### Text
3.3. Proposed Classification Methods

To perform machine learning-type classification logistic regression (LR), decision tree (DT), random forest (RF), XGBoost (XGB), and hybrid voting classifier (HVC) methods were used. Logistic regression is a simple and efficient procedure for binary and linear classifications of problems. It includes a classification model, which achieves very good performance with linearly separable classes. It is an extensively employed algorithm for classifications in industry. The logistic regression model can also be used as a statistical method for binary classifications that can be generalized to multi-class classifications. In this study, Scikit-learn was applied as it has a highly optimized version of logistic regression implementation that supports multi-class classification tasks that fit well to three-class-based LOs [21].

Decision trees are a non-parametric supervised machine learning method used for establishing classification systems based on multiple covariates or for developing prediction algorithms for a target variable [22]. This technique involves the creation of a model that is able to predict the value of a target variable by simple decision-rules learning inferred from data features. It classifies a set of data into branch-like segments that construct an inverted tree with a root node, internal nodes, and leaf nodes. The algorithm is a non-parametric type and can work with large, complicated datasets without imposing a complicated parametric structure. When the sample size is large enough, classified data can be split into training and test samples. The former sample can be utilized to build a decision tree model while the latter supports the decision on the appropriate tree size needed to achieve the optimal final model.

Random forests are a hybrid of three different predictors, where each tree depends on the values of a random vector sampled independently and with the same distribution for all trees in the forest [22]. The generalization error for forests converges to a limit when the number of trees in the forest increases. The generalization error of a forest of tree classifiers depends on the strength of the individual trees in the forest and the correlation between them. Typically, a random selection of features used to split each node is more robust with respect to noise. Internal estimates of this method monitor error, strength, and correlation. These parameters are used to show the response to increasing the number of features used in the splitting. Internal estimates are also used to measure variable importance. These ideas are also applicable to regression.

XGBoost is a decision tree-based ensemble machine learning algorithm that uses a gradient boosting framework [23]. In prediction problems involving unstructured data (images, text, etc.), artificial neural networks typically outperform all other algorithms or frameworks. However, when it comes to small-to-medium structured/tabular data, decision tree-based algorithms are considered best in class.

A voting classifier is a hybrid-type machine learning model that trains on an ensemble of numerous models and predicts an output (class) based on their highest probability of the chosen class as the output [24]. It simply aggregates the findings of each of the included classifiers passed into the voting classifier and predicts the output class based on the highest majority of voting. The idea is that instead of creating separate dedicated models and finding accuracy for each of them, we create a single model that is trained by these models and predicts output based on their combined majority of voting for each output class. There are two types of voting modes included in a voting classifier: hard and soft voting. In hard voting mode, the predicted output class is a class with the highest majority of votes, i.e., the class that had the highest probability of being predicted by each of the classifiers. In soft voting, the output class is the prediction based on the average of probability given to that class. In this analysis, logistic regression, random forest, and XGBoost were used as voting classifier internal classifiers and hard voting was selected as a voting mode.

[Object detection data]

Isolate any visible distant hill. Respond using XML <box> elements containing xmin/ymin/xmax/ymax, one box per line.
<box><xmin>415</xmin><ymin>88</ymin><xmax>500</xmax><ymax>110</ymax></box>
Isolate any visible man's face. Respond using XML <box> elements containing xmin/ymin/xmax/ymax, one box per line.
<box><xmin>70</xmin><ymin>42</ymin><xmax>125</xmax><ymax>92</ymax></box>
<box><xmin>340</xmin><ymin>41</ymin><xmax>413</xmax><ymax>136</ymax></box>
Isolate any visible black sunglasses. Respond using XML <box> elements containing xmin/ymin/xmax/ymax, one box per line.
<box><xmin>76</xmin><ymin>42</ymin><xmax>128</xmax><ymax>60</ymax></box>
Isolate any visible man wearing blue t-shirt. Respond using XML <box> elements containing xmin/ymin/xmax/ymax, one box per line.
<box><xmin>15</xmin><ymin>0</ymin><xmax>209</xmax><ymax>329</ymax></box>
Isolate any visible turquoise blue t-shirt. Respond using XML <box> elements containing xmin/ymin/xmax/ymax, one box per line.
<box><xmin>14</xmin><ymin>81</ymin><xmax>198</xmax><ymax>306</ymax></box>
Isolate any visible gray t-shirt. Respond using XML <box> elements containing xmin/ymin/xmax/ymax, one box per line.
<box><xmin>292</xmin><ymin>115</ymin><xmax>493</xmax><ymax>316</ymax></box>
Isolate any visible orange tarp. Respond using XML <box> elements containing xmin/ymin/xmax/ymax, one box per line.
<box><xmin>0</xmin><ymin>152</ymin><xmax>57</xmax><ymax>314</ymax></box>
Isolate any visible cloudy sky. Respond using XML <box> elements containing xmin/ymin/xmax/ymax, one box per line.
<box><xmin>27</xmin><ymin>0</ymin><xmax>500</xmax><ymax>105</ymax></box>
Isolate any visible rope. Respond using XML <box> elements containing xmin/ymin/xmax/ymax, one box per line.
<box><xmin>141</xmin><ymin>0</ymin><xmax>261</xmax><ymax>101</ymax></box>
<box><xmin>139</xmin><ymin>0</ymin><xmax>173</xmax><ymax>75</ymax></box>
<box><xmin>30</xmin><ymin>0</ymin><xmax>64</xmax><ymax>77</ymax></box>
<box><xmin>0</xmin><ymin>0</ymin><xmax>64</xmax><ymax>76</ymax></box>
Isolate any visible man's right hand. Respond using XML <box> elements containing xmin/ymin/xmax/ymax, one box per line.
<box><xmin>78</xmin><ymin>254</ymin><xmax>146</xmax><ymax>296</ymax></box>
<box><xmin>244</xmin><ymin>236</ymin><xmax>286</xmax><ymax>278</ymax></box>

### Set problem 1
In the classification methods text, which voting mode was selected for the voting classifier?
### Set problem 2
Extend the classification methods text beyond its final sentence.
The entries stand apart from the classification methods text and are not part of it.

### Task result 1
Hard voting was selected as the voting mode.

### Task result 2
3.4. Performance Measurement and Evaluation

In order to evaluate the performance of the chosen algorithms, the so-called confusion matrix was selected, as it is a common measure used for classification problems. It can be applied both to binary classification as well as to multi-class classification problems. An example of a multidimensional confusion matrix as proposed by Krüger is illustrated in Figure 1:

By definition, a simple 2 × 2 confusion matrix C is such that

C_{i},_{j}

is equal to the number of observations known to be in group i and predicted to be in group j. Thus, in binary classification, the count of true negatives is

C_{0},_{0}

, false negatives is

C_{1},_{0}

, true positives is

C_{1},_{1}

, and false positives is

C_{0},_{1}

.

The most frequently used performance metrics for classification according to these values are accuracy (AF), sensitivity (Sn), specificity (Sp), and NPV and PPV values. The accuracy score computes subset accuracy in a multi-label classification task. The set of labels that is predicted to be returned by the classifier for a sample must exactly match the corresponding set of labels in the ground truth (correct) labels subset.

Sensitivity (Sn) is defined as a measure indicating the percentage of the actual positive class covered by a positive prediction. It is calculated as the ratio of correct positive predictions (TP) to all positive results (i.e., TP and FN).

Specificity (Sp) is an analogous measure for negative cases. It determines the ability of the classifier to detect correct negative results (TN) out of all results that could have been negative (i.e., TN and FP). High specificity shows that the classifier is rarely wrong about negative cases. Thus, if it shows that something is positive, we can expect with high probability that it actually is.

Counting the negative predictive value (NPV) measures how many of the negatively predicted examples are actually negative. NPV is the ratio of the number of correctly predicted negative values (TN) by the sum of all negatively predicted ones (including those incorrectly predicted in this way), i.e., TN + FN. The negative predictive value should take values as close to 1 as possible.

The accuracy of a classifier’s positive predictions is referred to as precision. It is indicated by the positive predictive value (PPV), which is a measure of how confidently we can trust positive predictions, i.e., what percentage of positive predictions is confirmed by an actually positive state. PPV is defined as a ratio of TP to a sum of TP and all TF. The ideal value of the PPV, with a perfect test, is 1 (100%), and the worst possible value would be zero.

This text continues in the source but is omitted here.